Rewrite all of the records below, replacing "Shelf audit" with "Point check" and keeping everything else the same. Leave the pictures out of your version.

[Named-object pointing records]
------
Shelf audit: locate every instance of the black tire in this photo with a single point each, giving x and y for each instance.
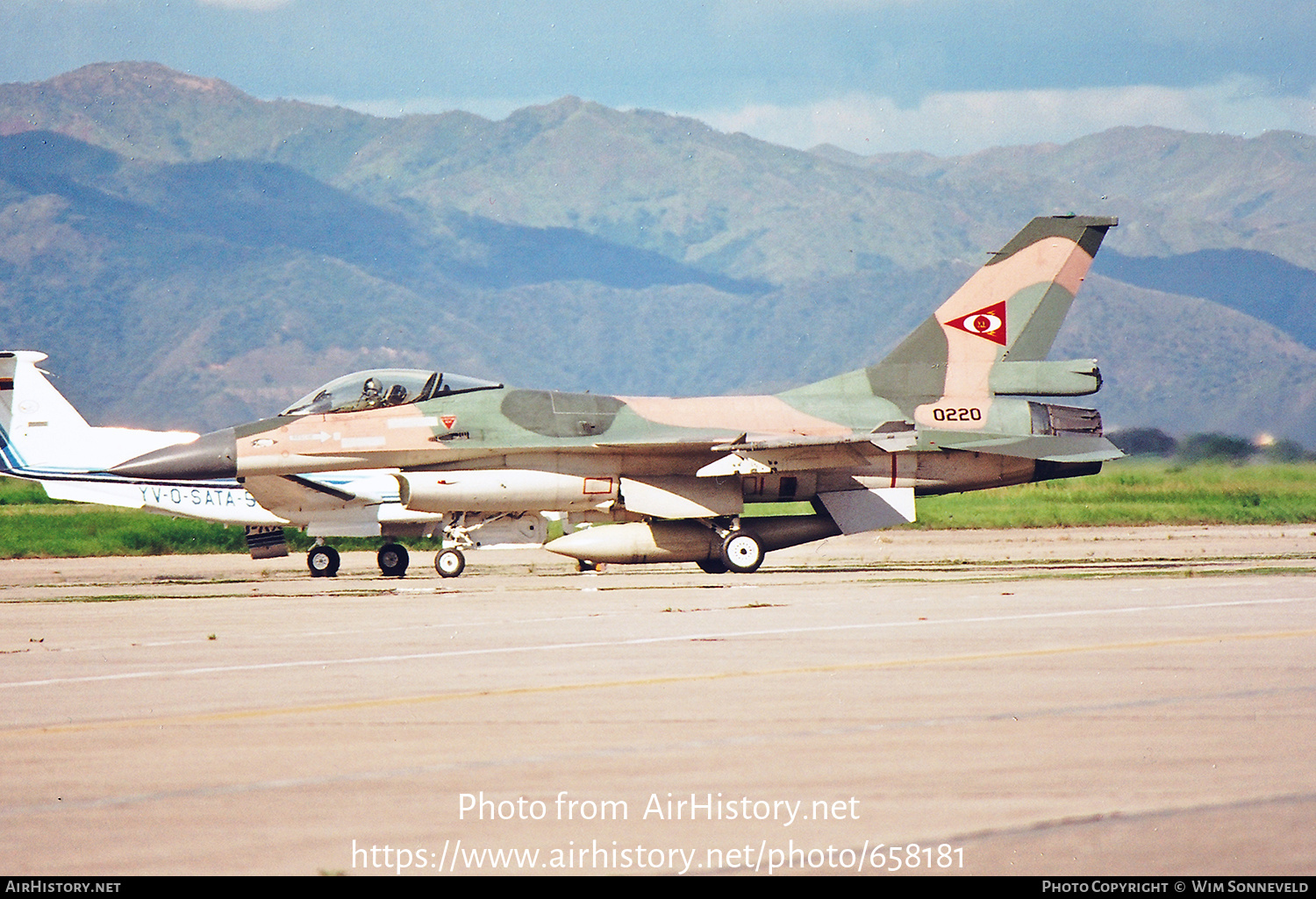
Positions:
(323, 562)
(394, 560)
(449, 562)
(741, 552)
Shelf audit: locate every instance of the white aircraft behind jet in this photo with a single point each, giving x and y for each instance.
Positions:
(44, 439)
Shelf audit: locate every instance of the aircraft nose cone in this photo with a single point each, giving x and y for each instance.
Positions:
(210, 456)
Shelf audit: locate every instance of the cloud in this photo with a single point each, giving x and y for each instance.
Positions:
(966, 121)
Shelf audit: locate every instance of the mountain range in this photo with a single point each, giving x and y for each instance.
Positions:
(191, 255)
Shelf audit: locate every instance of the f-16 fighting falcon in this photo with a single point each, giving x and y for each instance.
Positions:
(947, 410)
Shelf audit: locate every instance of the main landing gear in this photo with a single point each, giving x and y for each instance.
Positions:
(324, 561)
(392, 560)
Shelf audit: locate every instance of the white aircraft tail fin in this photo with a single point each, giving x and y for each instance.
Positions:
(42, 433)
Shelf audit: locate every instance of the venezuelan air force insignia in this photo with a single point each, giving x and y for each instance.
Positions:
(989, 321)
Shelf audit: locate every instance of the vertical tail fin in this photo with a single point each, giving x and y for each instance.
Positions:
(42, 433)
(994, 332)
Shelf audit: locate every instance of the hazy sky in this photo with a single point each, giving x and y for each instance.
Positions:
(870, 75)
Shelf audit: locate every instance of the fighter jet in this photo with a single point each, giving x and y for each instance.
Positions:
(676, 480)
(44, 439)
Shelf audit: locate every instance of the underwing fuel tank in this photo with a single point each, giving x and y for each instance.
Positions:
(684, 541)
(503, 490)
------
- [RESPONSE TO THIS TASK]:
Point check: locate every instance of the black tire in this photo with a single point each, giving x and y for each instance.
Positions:
(323, 562)
(394, 560)
(449, 562)
(741, 552)
Point check: locate every instance of the white aircraft behind jet in this photo with a single point each, giving x and y for each instance.
Positions:
(44, 439)
Point check: locate every instance of the aircraft nose cone in this photo with a single point each, giving x and y for each instance.
Positions:
(210, 456)
Point check: locate every instance of the cloud in this photo with a single point each, giving x and y for each instance.
Positions:
(966, 121)
Point check: locate every instance of the mountain range in this photo with a single point each, giving x and y for each instance.
Positions:
(191, 255)
Point check: locate every instance of the f-16 fighting falcon in this photo with a single point each, giving x and y for each instance.
Positions:
(947, 410)
Point check: locate every instance of the main landing gear in this photo with a single point each, giving x and y for each instance.
Positions:
(324, 561)
(392, 560)
Point check: locate every instance of the white aircraft tail fin in this photo with a single point each, giving x and y for each instance.
Positions:
(42, 433)
Point check: locate every instance of the venezuelan air force insignia in this photo with a single point each, giving x and y for each instance.
Positions:
(989, 321)
Point check: locate every instance of the vertical tail fin in this photo with a single point each, giving x and y for each instance.
Positions:
(42, 433)
(994, 332)
Point check: locate every instance of the hazy sky in this photo with a single point each, giving x and y for each instance.
Positions:
(870, 75)
Point check: locate every instance of the fighter jet in this photo with a single point each, giving x and y for each instance.
Positions:
(676, 480)
(44, 439)
Point check: locate every instance of the underwing fuel tank in this photo with a single point each, giving x and y for each instance.
Positions:
(684, 541)
(503, 490)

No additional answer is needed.